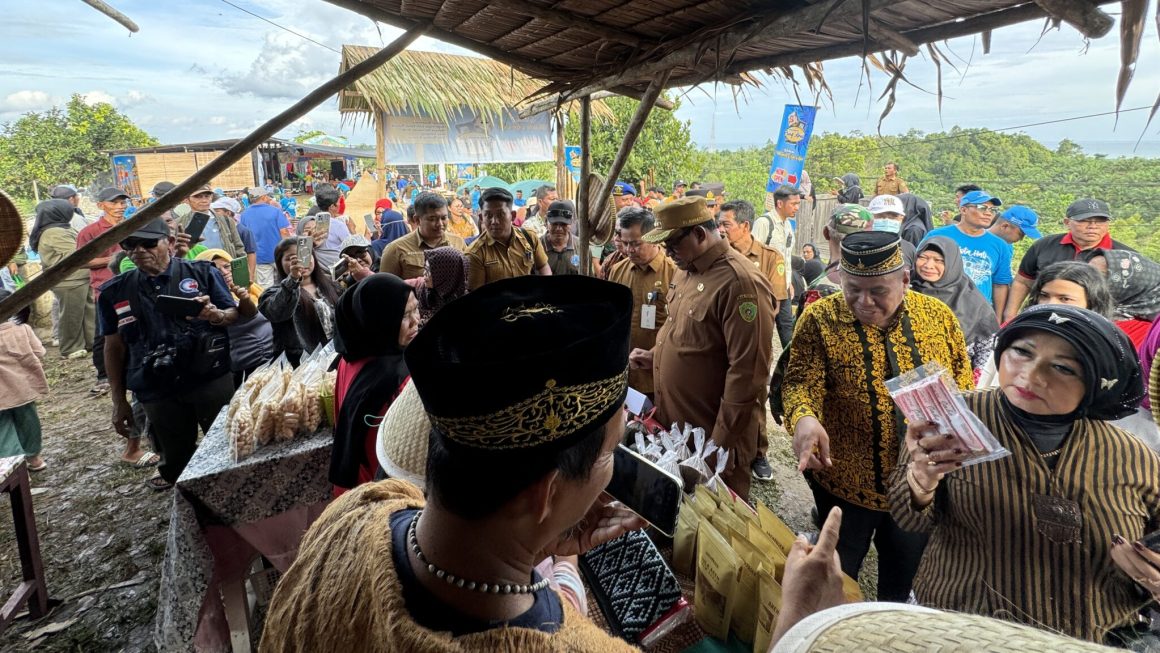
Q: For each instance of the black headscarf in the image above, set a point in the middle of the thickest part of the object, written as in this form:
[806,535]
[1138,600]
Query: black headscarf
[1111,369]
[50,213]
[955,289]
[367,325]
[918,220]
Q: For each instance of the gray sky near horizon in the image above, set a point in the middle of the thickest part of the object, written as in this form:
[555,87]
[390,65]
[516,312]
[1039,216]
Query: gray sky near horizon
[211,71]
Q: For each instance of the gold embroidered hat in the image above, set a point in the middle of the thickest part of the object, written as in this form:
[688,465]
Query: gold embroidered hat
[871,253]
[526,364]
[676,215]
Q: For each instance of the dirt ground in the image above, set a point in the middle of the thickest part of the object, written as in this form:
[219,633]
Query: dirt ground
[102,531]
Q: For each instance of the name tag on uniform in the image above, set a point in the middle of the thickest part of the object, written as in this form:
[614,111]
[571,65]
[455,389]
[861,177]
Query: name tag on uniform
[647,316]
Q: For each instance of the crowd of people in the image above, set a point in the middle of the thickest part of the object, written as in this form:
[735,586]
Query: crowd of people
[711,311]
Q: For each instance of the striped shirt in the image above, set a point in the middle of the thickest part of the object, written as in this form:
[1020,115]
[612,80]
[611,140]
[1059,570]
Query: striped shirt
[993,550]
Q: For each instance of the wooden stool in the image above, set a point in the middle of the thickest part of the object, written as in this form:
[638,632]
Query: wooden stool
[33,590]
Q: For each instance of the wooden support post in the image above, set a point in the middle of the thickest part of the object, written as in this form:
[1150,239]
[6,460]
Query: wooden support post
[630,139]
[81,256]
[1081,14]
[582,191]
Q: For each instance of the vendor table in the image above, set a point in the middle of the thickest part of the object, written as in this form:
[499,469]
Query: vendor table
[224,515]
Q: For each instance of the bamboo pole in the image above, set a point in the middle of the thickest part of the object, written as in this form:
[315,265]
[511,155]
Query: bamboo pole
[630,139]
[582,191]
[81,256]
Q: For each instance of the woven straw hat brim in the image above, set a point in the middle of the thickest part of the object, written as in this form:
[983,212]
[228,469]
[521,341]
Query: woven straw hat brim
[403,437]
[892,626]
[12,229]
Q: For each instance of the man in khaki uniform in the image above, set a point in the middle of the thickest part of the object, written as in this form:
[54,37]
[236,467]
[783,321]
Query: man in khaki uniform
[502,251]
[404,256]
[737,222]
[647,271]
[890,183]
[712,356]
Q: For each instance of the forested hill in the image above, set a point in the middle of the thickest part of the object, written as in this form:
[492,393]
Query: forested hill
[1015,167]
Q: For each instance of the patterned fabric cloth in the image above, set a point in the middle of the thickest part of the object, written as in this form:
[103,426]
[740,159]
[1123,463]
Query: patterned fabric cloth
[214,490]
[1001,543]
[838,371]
********************
Task details:
Reproduce every record above exactly, but leave out the pictures.

Response:
Q: For each instance of the black headscarf in the image above, set a point in the middle of the thickest part of the object, written as in this form:
[806,535]
[1138,600]
Query: black headscarf
[1111,369]
[50,213]
[955,289]
[367,325]
[918,220]
Q: For each instance of the gray sky near horizon in the image above, set a point in the middle of the thickest part of the object, written as in this form:
[555,87]
[390,65]
[516,312]
[1039,216]
Query: gray sky near horizon
[211,71]
Q: For each instance of the gold embroidered hat in the image above, set a point in the middle of the thickest part of the object, written as in this form:
[688,465]
Query: gold embroidered hat
[871,253]
[526,364]
[676,215]
Q: For each instance of the dirt ground in the image above, set a point in the middle of the thickest part of the object, written as in this form:
[219,633]
Query: dirt ground
[102,531]
Q: For each instance of the name tag on uniform in the image above, set a point in the middle of the thickest part of the object, written as in this form:
[614,111]
[571,65]
[455,389]
[861,177]
Query: name tag on uniform
[647,316]
Q: For each instance of the crowd of people in the image above, set a point in the middle of the thickest part of the object, written as in this form:
[735,586]
Query: crowd of people
[711,311]
Q: For each instance of the striped shirt in the image above, set a point in the middle of the thickest part of the object, written as in this form:
[1020,115]
[612,80]
[611,140]
[1059,570]
Query: striped shirt
[993,550]
Q: For each instance of the wooden stool in the image above, set a point in the middle of the thickest part of the object, written as in this form:
[638,632]
Query: wooden stool
[33,590]
Q: For each instance of the wooden support post in the image above, set a point in the middle of the thickest part of the object, written as in this form:
[1150,239]
[6,460]
Query: wooden support post
[630,139]
[81,256]
[1081,14]
[582,191]
Q: For each instance of the vendor table in the image above, set a point in the middle of the thickest part of the object, written as in this form:
[499,469]
Query: vendor table
[224,515]
Q: For each instance of the bamboo pole in the image above, set a point in the middle of the thickest part of the object, written as in this form:
[315,265]
[511,155]
Query: bamboo pole
[630,139]
[582,191]
[81,256]
Q: For each instance of the woven straw hat brim in the image above, set a point in the middle of the thickest part of the object, written as in this form:
[983,212]
[228,469]
[521,341]
Query: woven straw hat brim
[403,437]
[892,626]
[12,229]
Q: For each instance of the man in khaki uniform in the image above, set a point in the middle of the thickest part of the object, written as in this form:
[54,37]
[236,467]
[783,321]
Query: man in khaki uniform
[502,251]
[404,256]
[737,222]
[647,271]
[890,183]
[712,356]
Q: For each instance of the forested hill in the image above, set a point in the middle of the thickest part of the object, written as in this form:
[492,393]
Query: forested hill
[1015,167]
Q: For each instance of the patterned fabric cloth in the image above, set a point in the middle of the thickest part of the object, written as in this form:
[103,426]
[740,159]
[1123,463]
Query: patterned fabric cloth
[214,490]
[1001,543]
[838,371]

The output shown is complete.